**Stored records**
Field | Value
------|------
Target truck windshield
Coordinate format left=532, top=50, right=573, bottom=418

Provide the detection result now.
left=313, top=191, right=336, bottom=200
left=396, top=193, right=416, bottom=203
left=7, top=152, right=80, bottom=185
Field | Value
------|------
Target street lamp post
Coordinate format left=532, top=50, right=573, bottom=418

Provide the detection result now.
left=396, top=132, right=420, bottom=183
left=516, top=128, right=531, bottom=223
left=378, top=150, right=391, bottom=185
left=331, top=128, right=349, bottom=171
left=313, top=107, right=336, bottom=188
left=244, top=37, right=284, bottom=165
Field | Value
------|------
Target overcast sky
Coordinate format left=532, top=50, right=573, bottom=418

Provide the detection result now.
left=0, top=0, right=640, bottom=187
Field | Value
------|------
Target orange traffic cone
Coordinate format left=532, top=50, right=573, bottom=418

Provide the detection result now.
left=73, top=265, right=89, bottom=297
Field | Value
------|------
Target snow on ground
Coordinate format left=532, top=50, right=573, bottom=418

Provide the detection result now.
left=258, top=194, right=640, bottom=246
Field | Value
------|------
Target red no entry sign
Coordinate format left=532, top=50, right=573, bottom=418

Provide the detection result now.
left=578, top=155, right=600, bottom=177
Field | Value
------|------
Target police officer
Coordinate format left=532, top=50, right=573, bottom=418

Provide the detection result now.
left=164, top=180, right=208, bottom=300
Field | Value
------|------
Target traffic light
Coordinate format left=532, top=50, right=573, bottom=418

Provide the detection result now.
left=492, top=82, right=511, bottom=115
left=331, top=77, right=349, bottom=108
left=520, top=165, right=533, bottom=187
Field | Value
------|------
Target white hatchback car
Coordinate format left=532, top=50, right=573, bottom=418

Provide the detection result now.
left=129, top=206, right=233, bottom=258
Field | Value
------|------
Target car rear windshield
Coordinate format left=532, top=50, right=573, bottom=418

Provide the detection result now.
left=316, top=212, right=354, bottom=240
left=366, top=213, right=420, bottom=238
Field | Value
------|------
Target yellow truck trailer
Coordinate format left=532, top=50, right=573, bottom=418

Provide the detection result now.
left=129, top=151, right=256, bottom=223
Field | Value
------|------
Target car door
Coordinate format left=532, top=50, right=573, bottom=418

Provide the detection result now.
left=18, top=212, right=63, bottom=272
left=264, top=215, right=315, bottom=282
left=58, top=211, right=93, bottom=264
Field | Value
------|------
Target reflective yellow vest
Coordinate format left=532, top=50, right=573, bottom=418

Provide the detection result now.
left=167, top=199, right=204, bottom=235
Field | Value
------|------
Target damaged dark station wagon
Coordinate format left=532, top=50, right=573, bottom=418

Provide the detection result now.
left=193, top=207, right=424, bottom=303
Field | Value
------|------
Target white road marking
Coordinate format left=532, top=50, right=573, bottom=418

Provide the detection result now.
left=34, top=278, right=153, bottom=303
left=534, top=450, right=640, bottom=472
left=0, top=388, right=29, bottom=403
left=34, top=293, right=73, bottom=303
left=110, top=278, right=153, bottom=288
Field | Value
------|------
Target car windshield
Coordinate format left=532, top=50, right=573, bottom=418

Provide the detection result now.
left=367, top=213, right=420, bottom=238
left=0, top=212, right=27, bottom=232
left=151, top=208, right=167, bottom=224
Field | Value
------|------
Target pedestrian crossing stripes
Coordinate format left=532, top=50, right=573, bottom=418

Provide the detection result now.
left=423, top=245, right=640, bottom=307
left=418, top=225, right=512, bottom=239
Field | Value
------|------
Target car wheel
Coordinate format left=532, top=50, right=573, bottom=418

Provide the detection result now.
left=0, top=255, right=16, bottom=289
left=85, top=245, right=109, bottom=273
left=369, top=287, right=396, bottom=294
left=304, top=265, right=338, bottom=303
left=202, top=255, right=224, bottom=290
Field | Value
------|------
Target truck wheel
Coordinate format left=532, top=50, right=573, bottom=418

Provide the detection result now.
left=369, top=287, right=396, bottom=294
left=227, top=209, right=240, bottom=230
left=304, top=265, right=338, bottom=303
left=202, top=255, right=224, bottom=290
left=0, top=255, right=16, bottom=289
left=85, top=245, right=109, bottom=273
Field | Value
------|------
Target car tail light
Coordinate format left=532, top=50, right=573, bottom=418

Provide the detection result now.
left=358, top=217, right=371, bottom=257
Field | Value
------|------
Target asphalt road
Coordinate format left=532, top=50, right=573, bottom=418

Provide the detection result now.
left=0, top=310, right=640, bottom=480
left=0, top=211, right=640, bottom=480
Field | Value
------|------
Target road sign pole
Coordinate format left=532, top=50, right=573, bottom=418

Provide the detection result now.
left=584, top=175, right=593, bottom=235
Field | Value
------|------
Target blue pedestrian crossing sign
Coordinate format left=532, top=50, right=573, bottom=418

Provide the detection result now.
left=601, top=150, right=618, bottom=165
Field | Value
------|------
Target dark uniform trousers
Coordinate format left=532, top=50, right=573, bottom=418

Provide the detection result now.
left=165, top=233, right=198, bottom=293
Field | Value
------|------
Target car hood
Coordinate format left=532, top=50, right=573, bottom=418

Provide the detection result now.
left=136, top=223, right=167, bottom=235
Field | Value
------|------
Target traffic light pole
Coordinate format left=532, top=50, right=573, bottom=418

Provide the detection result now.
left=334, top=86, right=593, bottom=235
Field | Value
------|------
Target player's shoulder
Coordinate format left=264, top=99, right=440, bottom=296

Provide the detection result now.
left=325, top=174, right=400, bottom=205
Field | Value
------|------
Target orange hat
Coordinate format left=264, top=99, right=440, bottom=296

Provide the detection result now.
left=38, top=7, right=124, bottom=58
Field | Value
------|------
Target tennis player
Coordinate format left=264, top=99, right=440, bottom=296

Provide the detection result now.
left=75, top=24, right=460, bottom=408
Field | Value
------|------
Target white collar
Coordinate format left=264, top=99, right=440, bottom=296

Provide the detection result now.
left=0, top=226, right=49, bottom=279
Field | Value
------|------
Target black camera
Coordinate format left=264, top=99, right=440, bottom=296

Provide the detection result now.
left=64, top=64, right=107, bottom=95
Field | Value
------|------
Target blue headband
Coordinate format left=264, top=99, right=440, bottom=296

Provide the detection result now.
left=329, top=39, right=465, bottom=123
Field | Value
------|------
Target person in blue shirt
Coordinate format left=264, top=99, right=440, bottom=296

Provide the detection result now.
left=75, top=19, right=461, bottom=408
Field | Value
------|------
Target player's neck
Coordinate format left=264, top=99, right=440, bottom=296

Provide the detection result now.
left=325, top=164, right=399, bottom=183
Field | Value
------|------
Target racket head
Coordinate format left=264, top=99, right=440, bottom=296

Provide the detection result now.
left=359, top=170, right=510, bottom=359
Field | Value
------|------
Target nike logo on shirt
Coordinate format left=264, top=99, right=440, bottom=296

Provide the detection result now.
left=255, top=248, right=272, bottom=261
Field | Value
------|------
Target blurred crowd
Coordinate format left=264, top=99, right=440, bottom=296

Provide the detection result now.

**Short exercise**
Reproduce all of the entries above verbatim, line for line, without altering anything.

**Written reply**
Field | Value
------|------
Target truck windshield
Coordinate format left=532, top=50, right=573, bottom=418

Provide the detection result now.
left=313, top=191, right=336, bottom=200
left=396, top=193, right=416, bottom=203
left=7, top=152, right=80, bottom=185
Field | Value
------|------
Target street lamp post
Coordinate format left=532, top=50, right=573, bottom=418

Provide the detection result now.
left=396, top=132, right=420, bottom=183
left=516, top=128, right=531, bottom=223
left=378, top=150, right=391, bottom=185
left=331, top=128, right=349, bottom=171
left=313, top=107, right=336, bottom=188
left=244, top=37, right=284, bottom=165
Field | Value
------|------
Target overcast sky
Coordinate format left=532, top=50, right=573, bottom=418

Provide the detection result now.
left=0, top=0, right=640, bottom=187
Field | Value
------|------
Target orange traffic cone
Coordinate format left=532, top=50, right=573, bottom=418

Provide the detection result now.
left=73, top=265, right=89, bottom=297
Field | Value
------|------
Target snow on ground
Coordinate format left=532, top=50, right=573, bottom=418

Provide the detection result now.
left=258, top=194, right=640, bottom=246
Field | Value
------|------
Target red no entry sign
Coordinate format left=532, top=50, right=573, bottom=418

Provide the detection result now.
left=578, top=155, right=600, bottom=177
Field | Value
------|------
Target police officer
Coordinate format left=532, top=50, right=573, bottom=418

Provide the detection result now.
left=164, top=180, right=208, bottom=300
Field | Value
------|------
Target traffic light
Coordinate format left=532, top=50, right=573, bottom=418

Provide the detection result now.
left=492, top=82, right=511, bottom=115
left=331, top=77, right=349, bottom=108
left=520, top=165, right=533, bottom=187
Field | Value
------|------
Target white hatchback car
Coordinate format left=532, top=50, right=573, bottom=418

Provide the detection result now.
left=129, top=206, right=233, bottom=258
Field | Value
------|------
Target car rear windshield
Coordinate format left=532, top=50, right=573, bottom=418

Provide the detection result now.
left=316, top=212, right=354, bottom=240
left=366, top=213, right=420, bottom=238
Field | Value
------|------
Target yellow truck trailer
Coordinate format left=532, top=50, right=573, bottom=418

Provide the detection result now.
left=129, top=151, right=256, bottom=223
Field | Value
------|------
Target car door
Coordinate format left=532, top=50, right=573, bottom=418

Provide the detection result now.
left=18, top=212, right=63, bottom=272
left=264, top=215, right=315, bottom=282
left=58, top=211, right=93, bottom=264
Field | Value
------|------
Target reflective yellow vest
Coordinate format left=532, top=50, right=573, bottom=418

Provide the detection result now.
left=167, top=199, right=204, bottom=235
Field | Value
------|------
Target damaged dark station wagon
Coordinate format left=532, top=50, right=573, bottom=418

Provide the detection result now.
left=193, top=207, right=424, bottom=303
Field | Value
------|------
Target white road marking
Coordinate format left=532, top=50, right=573, bottom=418

Provide the detection result now.
left=34, top=278, right=153, bottom=303
left=534, top=450, right=640, bottom=472
left=0, top=388, right=29, bottom=403
left=34, top=293, right=73, bottom=303
left=110, top=278, right=153, bottom=288
Field | Value
------|------
Target car windshield
Coordinate format left=532, top=50, right=573, bottom=418

Provide the detection result now.
left=367, top=213, right=420, bottom=238
left=0, top=212, right=27, bottom=232
left=151, top=208, right=167, bottom=224
Field | Value
------|------
Target pedestrian crossing stripes
Coordinate format left=532, top=50, right=573, bottom=418

Provide the detection result now.
left=423, top=245, right=640, bottom=307
left=418, top=225, right=512, bottom=239
Field | Value
------|------
Target car wheel
Coordinate format left=532, top=50, right=573, bottom=418

Provide the detection result now.
left=0, top=255, right=16, bottom=289
left=85, top=245, right=109, bottom=273
left=369, top=287, right=396, bottom=294
left=304, top=265, right=338, bottom=303
left=202, top=255, right=224, bottom=290
Field | Value
------|------
Target truck wheel
Coordinate format left=532, top=50, right=573, bottom=418

Provide the detection result now.
left=369, top=287, right=396, bottom=294
left=227, top=209, right=240, bottom=230
left=304, top=265, right=338, bottom=303
left=202, top=255, right=224, bottom=290
left=0, top=255, right=16, bottom=289
left=85, top=245, right=109, bottom=273
Field | Value
------|------
Target car tail light
Coordinate format left=532, top=50, right=573, bottom=418

Provide the detection result now.
left=358, top=217, right=371, bottom=257
Field | Value
------|------
Target asphalt road
Coordinate format left=532, top=50, right=573, bottom=418

Provide the detection result now.
left=0, top=310, right=640, bottom=480
left=0, top=211, right=640, bottom=480
Field | Value
------|------
Target road sign pole
Coordinate format left=532, top=50, right=573, bottom=418

Provide the detection result now.
left=584, top=175, right=593, bottom=235
Field | Value
------|------
Target blue pedestrian crossing sign
Coordinate format left=532, top=50, right=573, bottom=418

Provide the detection result now.
left=601, top=150, right=618, bottom=165
Field | Value
------|------
Target dark uniform trousers
Coordinate format left=532, top=50, right=573, bottom=418

Provide the detection result now.
left=165, top=233, right=198, bottom=293
Field | Value
------|------
Target car hood
Coordinate format left=532, top=50, right=573, bottom=418

Provide the detection result now.
left=136, top=223, right=167, bottom=235
Field | Value
------|------
Target traffic light pole
Coordinate format left=532, top=50, right=573, bottom=418

Provide the detection result now.
left=334, top=86, right=593, bottom=235
Field | Value
------|------
Target player's shoulder
Coordinate format left=264, top=99, right=440, bottom=296

Provide the detection result now.
left=325, top=174, right=400, bottom=205
Field | Value
------|------
Target orange hat
Coordinate format left=264, top=99, right=440, bottom=296

Provide the detection result now.
left=38, top=7, right=124, bottom=58
Field | Value
------|------
Target tennis player
Coordinate format left=264, top=99, right=440, bottom=296

Provide the detection result now.
left=75, top=24, right=460, bottom=408
Field | Value
------|------
Target white collar
Coordinate format left=264, top=99, right=440, bottom=296

Provide the detection result now.
left=0, top=226, right=49, bottom=279
Field | Value
------|------
Target black camera
Coordinate format left=264, top=99, right=440, bottom=296

Provide the detection result now.
left=64, top=64, right=107, bottom=95
Field | Value
------|------
Target blue headband
Coordinate format left=264, top=99, right=440, bottom=296

Provide the detection result now.
left=329, top=39, right=465, bottom=123
Field | Value
------|------
Target person in blue shirt
Coordinate format left=264, top=99, right=440, bottom=296

Provide the detection result now.
left=75, top=19, right=461, bottom=408
Field | Value
------|------
Target player's neck
Coordinate format left=264, top=99, right=440, bottom=296

Provide the detection result now.
left=325, top=164, right=399, bottom=183
Field | Value
------|------
Target racket head
Coordinate format left=264, top=99, right=440, bottom=296

Provide the detection result now.
left=359, top=170, right=510, bottom=359
Field | Value
------|------
Target nike logo on shirt
Coordinate format left=264, top=99, right=440, bottom=296

Provide the detection result now.
left=255, top=248, right=272, bottom=261
Field | Value
------|------
Target blurred crowd
Coordinate format left=264, top=99, right=440, bottom=296

Provide the detection result now.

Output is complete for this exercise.